- [TEXTO FORNECIDO]
════

Para nos apercebermos do nível de preocupação reinante na indústria automóvel, questionámos um responsável da Continental pela segurança cibernética. Este fabricante alemão – com fábrica em Portugal –, que muitos conhecem apenas pelos pneus que produz, consegue 64% do seu volume de negócios do equipamento electrónico que fornece à indústria, dos ABS aos sistemas de ajudas ao condutor, passando por suspensões a ar, sistemas de travagem e por uma série de soluções viradas já para a condução autónoma. À questão “é fácil piratear um automóvel moderno?”, a resposta foi um redondo “sim, não é fácil, mas é possível, mais do que gostaríamos”.

Todos os sistemas que tanto apreciamos e que tornam efectivamente a nossa vida mais fácil e agradável enquanto nos deslocamos, do MirrorLink, que torna o veículo um extensão do nosso smartphone, ao facto de os veículos modernos estarem sempre ligados à internet, são portas de entrada para os hackers, que a partir daí conseguem aceder ao controlo do veículo.

Se esta realidade já era do nosso conhecimento, já não se pode dizer o mesmo do principal foco de atenção da Continental em matéria de cibersegurança. “O ponto mais frágil de todo o processo é na fase de desenvolvimento e produção dos equipamentos, realizados nas nossas instalações, pois é aí que a mínima fuga de informação pode causar mais danos”, admite o nosso interlocutor. É este o motivo que leva a Continental e, segunda ela, todos os concorrentes, a incrementar de forma impressionante o controlo de quem tem acesso à parte de programação e produção do hardware e software.

════

- [Registos de colocação de pontos]
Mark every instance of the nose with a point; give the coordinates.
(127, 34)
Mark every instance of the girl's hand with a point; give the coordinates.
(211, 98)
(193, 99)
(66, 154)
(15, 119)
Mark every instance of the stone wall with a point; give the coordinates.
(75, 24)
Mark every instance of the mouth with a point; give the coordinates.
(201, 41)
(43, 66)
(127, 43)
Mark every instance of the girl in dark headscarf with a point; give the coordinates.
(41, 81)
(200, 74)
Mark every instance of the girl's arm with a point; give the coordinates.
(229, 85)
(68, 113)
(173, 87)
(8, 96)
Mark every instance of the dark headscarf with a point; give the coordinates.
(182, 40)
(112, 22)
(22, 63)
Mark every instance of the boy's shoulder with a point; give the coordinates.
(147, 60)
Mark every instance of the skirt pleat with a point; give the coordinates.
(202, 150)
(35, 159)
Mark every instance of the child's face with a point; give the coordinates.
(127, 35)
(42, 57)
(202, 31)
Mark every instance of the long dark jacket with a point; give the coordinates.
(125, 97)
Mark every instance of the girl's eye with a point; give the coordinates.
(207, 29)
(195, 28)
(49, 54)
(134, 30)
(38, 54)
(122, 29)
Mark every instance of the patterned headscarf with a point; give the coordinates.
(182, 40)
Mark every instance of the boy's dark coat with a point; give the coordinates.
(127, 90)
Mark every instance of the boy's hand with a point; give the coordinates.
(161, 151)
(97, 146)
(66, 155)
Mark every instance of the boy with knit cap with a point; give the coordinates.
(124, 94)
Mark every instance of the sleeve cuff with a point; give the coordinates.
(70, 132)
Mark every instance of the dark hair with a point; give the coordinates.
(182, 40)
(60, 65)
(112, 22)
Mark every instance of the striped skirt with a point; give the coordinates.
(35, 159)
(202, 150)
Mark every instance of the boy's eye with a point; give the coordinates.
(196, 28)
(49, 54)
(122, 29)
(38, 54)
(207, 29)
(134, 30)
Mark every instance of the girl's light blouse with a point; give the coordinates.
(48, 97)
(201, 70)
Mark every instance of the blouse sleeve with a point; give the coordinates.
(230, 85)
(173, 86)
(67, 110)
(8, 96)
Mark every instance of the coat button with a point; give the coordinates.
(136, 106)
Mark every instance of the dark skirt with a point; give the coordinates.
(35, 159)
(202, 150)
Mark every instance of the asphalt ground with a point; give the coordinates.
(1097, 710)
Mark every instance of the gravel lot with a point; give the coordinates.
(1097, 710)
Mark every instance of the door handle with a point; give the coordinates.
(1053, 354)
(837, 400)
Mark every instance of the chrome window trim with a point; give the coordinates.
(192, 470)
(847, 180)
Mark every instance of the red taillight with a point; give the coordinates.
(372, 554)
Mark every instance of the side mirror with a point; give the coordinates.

════

- [TAREFAS PROPOSTAS]
1. Responda às perguntas seguintes com base no texto sobre a cibersegurança automóvel.
(a) Que percentagem do volume de negócios da Continental provém do equipamento eletrónico que fornece à indústria?
(b) Que sistema torna o veículo uma extensão do nosso smartphone?
(c) Segundo o interlocutor, qual é o ponto mais frágil de todo o processo?
2. Transcreva do texto sobre a cibersegurança automóvel o trecho que começa em "Todos os sistemas" e prossegue até "controlo do veículo.".
3. Prossiga o texto sobre a cibersegurança automóvel a partir do ponto em que termina.

- [RESOLUÇÃO DAS TAREFAS]
1.
(a) 64%.
(b) O MirrorLink.
(c) A fase de desenvolvimento e produção dos equipamentos, realizados nas instalações da Continental.

2.
Todos os sistemas que tanto apreciamos e que tornam efectivamente a nossa vida mais fácil e agradável enquanto nos deslocamos, do MirrorLink, que torna o veículo um extensão do nosso smartphone, ao facto de os veículos modernos estarem sempre ligados à internet, são portas de entrada para os hackers, que a partir daí conseguem aceder ao controlo do veículo.

3.
Em busca da inviolabilidade das soluções que comercializa, a Continental adquiriu a Argus, companhia israelita especializada em cibersegurança

E soluções?

Mas os fabricantes estão a abrir outra “porta” para os hackers, com a possibilidade de se realizarem actualizações de software pela internet, over-the-air (OTA), descarregando e instalando pacotes de dados. Questionado se esta solução não constitui mais uma fonte de preocupações, uma vez que os hackers também podem aceder ao veículo por essa via, o engenheiro da empresa germânica reconhece que sim. “É um facto, mas se o OTA abre mais um ponto de acesso, dá-nos a única forma de lidar com as violações de todos os tipos, fornecendo aos veículos elementos para lidar com as invasões e os danos provocados por elas”, realça. “Basta recordarmos a forma como a Tesla consegue recuperar de determinadas situações, apenas pelo facto de possuir um sistema avançado de OTA”, conclui.

Mas, não será apenas isso… Conforme já aqui escrevemos, a marca norte-americana foi das primeiras a solicitar a ajuda do “inimigo”, para combater as vulnerabilidades do seu software. Exemplo que foi seguido pela própria Fiat Chrysler Automobiles, com o consórcio italo-americano a tornar-se no primeiro fabricante automóvel à escala mundial a oferecer dinheiro aos hackers que descobrissem falhas de segurança nos seus veículos.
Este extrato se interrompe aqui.